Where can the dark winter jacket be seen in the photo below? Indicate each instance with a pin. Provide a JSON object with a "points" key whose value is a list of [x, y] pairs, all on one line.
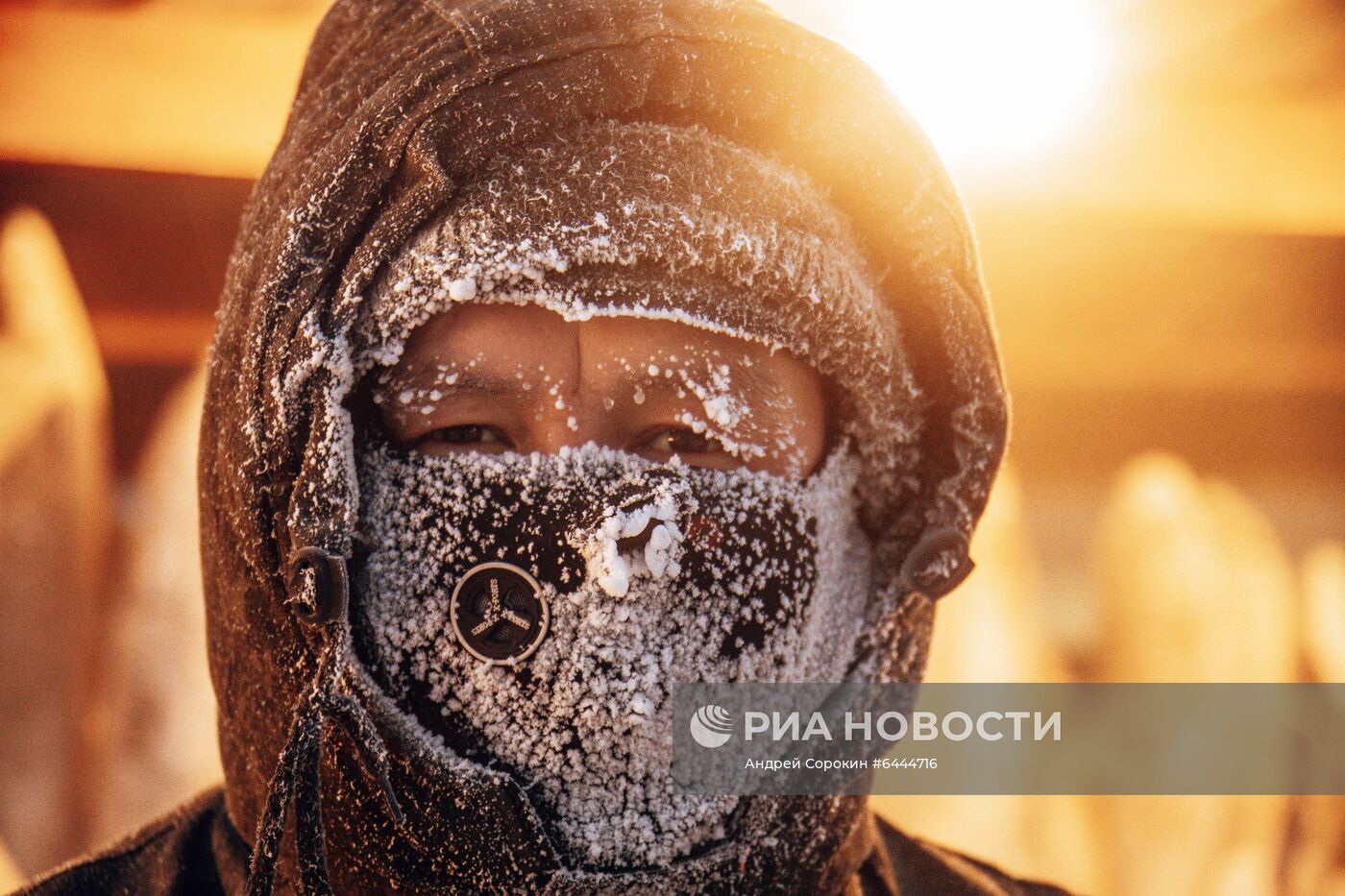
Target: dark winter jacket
{"points": [[400, 105], [195, 852]]}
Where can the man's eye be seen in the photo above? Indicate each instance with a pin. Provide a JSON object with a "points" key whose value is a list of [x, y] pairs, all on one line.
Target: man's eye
{"points": [[467, 435], [678, 440]]}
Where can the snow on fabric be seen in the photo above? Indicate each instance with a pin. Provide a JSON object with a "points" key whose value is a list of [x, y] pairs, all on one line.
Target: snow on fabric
{"points": [[655, 573]]}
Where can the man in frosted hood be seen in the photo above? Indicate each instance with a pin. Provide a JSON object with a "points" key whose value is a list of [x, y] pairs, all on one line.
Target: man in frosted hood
{"points": [[396, 638]]}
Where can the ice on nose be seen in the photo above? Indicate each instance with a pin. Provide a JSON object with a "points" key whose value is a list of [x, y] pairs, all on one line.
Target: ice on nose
{"points": [[608, 552]]}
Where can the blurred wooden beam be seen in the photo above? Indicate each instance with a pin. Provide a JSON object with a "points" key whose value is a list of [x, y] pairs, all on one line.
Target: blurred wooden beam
{"points": [[155, 87], [152, 338]]}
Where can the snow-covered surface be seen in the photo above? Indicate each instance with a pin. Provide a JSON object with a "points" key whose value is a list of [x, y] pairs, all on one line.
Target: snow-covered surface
{"points": [[655, 573]]}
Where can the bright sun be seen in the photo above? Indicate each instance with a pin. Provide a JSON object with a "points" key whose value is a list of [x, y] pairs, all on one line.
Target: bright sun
{"points": [[991, 81]]}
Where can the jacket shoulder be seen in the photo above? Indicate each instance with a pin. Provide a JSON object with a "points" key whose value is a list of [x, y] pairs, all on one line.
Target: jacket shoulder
{"points": [[170, 856], [924, 868]]}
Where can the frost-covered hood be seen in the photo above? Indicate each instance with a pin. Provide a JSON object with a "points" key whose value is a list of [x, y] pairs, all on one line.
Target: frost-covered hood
{"points": [[400, 105]]}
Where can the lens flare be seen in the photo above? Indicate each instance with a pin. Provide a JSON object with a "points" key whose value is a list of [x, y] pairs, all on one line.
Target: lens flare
{"points": [[990, 81]]}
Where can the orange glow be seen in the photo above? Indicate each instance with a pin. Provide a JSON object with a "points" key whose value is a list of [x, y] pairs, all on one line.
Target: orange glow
{"points": [[989, 81]]}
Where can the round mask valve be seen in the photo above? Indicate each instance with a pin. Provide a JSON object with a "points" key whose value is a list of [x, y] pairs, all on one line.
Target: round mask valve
{"points": [[500, 614]]}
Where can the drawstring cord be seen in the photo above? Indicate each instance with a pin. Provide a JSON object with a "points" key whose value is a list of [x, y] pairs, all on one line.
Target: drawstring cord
{"points": [[296, 781]]}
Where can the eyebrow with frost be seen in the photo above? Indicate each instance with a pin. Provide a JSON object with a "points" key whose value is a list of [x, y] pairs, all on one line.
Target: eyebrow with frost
{"points": [[494, 378]]}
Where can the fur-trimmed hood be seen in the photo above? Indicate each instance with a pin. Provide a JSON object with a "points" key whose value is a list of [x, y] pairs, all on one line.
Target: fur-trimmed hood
{"points": [[401, 104]]}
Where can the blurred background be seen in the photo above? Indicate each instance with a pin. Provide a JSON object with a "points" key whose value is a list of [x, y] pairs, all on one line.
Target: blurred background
{"points": [[1160, 194]]}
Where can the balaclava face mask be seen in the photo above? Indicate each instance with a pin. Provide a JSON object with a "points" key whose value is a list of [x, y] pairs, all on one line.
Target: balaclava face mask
{"points": [[651, 573]]}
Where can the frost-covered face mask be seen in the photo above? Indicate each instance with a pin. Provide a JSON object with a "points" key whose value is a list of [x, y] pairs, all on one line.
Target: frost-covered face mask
{"points": [[649, 574]]}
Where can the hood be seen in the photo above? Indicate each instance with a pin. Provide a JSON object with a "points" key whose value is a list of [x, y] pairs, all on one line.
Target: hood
{"points": [[400, 107]]}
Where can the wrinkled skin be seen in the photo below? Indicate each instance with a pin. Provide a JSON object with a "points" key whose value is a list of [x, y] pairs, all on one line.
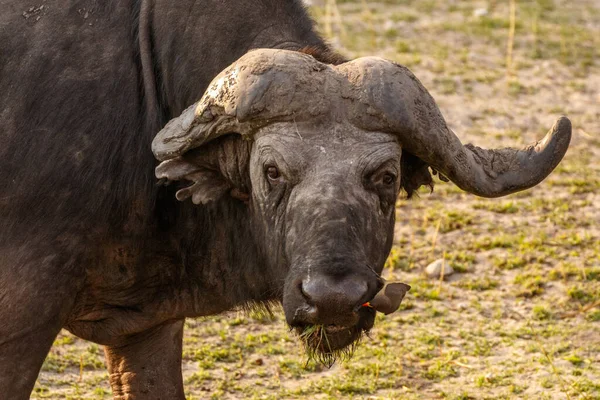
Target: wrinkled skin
{"points": [[330, 215], [88, 241]]}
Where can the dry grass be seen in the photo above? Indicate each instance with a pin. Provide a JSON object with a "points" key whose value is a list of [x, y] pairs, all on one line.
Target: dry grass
{"points": [[521, 318]]}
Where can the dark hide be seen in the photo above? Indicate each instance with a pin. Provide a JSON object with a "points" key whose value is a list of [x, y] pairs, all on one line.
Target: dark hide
{"points": [[88, 241]]}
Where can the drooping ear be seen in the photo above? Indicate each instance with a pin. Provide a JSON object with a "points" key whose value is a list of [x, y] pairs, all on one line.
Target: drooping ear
{"points": [[217, 169], [414, 174]]}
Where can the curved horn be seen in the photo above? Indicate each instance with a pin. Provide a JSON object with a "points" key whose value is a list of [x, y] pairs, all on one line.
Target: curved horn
{"points": [[262, 87], [391, 99]]}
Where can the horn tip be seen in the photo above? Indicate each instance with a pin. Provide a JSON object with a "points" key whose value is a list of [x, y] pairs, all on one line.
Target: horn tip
{"points": [[560, 133]]}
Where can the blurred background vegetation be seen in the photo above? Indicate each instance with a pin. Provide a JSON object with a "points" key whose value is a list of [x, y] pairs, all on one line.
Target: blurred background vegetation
{"points": [[520, 316]]}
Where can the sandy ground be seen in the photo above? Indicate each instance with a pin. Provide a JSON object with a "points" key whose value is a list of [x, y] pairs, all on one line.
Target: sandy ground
{"points": [[521, 317]]}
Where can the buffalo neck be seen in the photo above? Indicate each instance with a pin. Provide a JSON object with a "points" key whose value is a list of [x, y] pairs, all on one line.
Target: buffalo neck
{"points": [[186, 44]]}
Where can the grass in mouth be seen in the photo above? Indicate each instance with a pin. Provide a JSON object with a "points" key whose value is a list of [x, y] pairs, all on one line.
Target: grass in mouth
{"points": [[318, 348]]}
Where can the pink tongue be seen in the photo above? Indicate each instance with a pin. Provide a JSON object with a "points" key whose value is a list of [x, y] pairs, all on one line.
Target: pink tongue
{"points": [[389, 297]]}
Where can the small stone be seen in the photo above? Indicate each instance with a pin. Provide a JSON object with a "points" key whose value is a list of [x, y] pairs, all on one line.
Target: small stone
{"points": [[434, 270], [480, 12]]}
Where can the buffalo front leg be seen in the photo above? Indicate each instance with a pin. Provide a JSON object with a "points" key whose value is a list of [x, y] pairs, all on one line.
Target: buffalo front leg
{"points": [[35, 301], [147, 365]]}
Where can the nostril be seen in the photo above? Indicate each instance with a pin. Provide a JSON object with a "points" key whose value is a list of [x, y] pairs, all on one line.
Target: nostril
{"points": [[305, 295]]}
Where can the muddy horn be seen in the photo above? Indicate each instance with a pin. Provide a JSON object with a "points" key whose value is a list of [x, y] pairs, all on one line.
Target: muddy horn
{"points": [[394, 100], [263, 87]]}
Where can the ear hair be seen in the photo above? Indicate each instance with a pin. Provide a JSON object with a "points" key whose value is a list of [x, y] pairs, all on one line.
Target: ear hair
{"points": [[415, 173], [214, 169]]}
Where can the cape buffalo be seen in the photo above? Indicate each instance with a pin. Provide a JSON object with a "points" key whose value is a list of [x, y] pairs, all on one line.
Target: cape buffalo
{"points": [[293, 157]]}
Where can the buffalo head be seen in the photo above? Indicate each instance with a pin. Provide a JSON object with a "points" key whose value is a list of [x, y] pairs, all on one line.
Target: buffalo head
{"points": [[330, 148]]}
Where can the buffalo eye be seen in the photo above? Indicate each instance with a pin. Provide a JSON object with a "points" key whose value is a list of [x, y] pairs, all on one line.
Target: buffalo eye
{"points": [[273, 173], [388, 179]]}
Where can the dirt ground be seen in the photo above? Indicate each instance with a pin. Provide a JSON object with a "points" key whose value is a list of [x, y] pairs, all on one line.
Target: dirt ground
{"points": [[520, 318]]}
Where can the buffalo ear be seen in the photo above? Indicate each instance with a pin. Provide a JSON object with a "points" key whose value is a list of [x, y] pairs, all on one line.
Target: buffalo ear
{"points": [[207, 186], [214, 170], [415, 173]]}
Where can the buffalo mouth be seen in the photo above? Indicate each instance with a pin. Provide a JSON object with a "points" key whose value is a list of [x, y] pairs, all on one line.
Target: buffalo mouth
{"points": [[326, 344]]}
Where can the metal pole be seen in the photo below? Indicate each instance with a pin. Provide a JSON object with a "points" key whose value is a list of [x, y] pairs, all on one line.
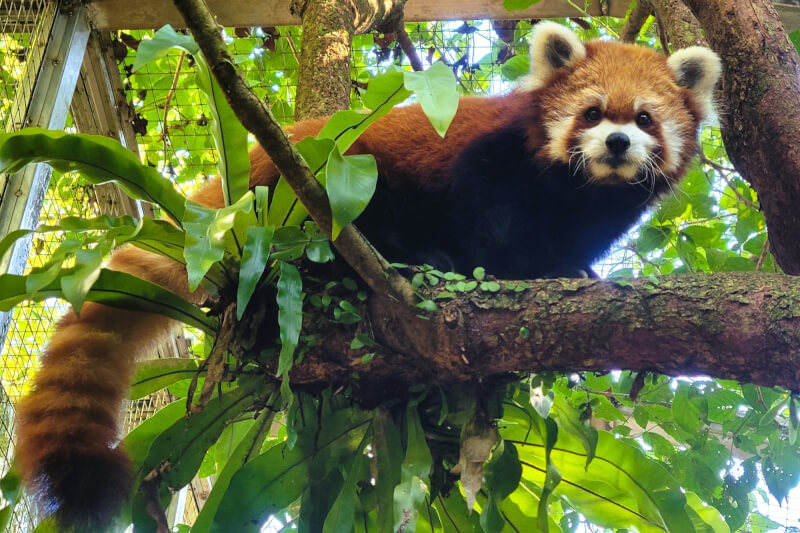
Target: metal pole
{"points": [[23, 192]]}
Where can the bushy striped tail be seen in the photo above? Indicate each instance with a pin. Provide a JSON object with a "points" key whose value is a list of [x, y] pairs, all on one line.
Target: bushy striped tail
{"points": [[67, 428]]}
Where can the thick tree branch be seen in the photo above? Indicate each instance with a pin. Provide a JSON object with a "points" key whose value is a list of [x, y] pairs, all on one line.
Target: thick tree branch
{"points": [[742, 326], [636, 20], [681, 26], [323, 85], [761, 90], [408, 48], [256, 117]]}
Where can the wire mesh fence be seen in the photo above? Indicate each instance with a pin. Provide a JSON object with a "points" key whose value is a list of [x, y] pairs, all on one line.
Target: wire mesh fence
{"points": [[172, 127]]}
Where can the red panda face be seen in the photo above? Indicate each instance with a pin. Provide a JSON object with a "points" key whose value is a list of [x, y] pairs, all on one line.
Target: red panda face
{"points": [[617, 112]]}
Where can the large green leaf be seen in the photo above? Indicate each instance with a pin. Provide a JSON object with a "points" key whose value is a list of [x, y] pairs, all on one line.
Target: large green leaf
{"points": [[180, 449], [208, 237], [620, 488], [436, 92], [351, 182], [706, 519], [116, 289], [388, 458], [290, 313], [254, 260], [155, 374], [98, 159], [278, 477], [246, 450], [340, 517], [384, 92], [76, 285], [262, 487], [162, 41], [410, 494], [230, 137]]}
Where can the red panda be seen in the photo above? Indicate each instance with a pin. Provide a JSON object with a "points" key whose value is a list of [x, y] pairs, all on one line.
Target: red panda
{"points": [[538, 182]]}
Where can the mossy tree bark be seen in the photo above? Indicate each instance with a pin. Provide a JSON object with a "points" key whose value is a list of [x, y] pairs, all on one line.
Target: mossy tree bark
{"points": [[741, 326], [761, 96], [324, 84]]}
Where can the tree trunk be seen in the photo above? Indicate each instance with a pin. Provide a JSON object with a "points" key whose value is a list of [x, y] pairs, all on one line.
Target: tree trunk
{"points": [[760, 125], [742, 326]]}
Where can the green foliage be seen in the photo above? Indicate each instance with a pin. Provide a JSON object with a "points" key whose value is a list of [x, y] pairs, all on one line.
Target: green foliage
{"points": [[323, 463], [98, 159]]}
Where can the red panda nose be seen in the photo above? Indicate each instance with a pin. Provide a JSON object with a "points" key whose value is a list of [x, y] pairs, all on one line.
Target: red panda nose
{"points": [[618, 143]]}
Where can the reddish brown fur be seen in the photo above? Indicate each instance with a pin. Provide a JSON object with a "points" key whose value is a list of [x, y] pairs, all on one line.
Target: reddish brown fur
{"points": [[87, 365]]}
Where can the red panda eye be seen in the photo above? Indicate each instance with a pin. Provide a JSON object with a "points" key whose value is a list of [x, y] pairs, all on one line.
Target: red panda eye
{"points": [[593, 114]]}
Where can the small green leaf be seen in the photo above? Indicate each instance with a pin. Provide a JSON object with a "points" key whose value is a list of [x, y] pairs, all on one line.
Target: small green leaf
{"points": [[428, 305], [516, 67], [245, 451], [163, 40], [436, 92], [351, 182], [99, 159]]}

§ Description of the task:
Please state the number of lines in the data above that hold the word "below", without any other text.

§ Response box:
3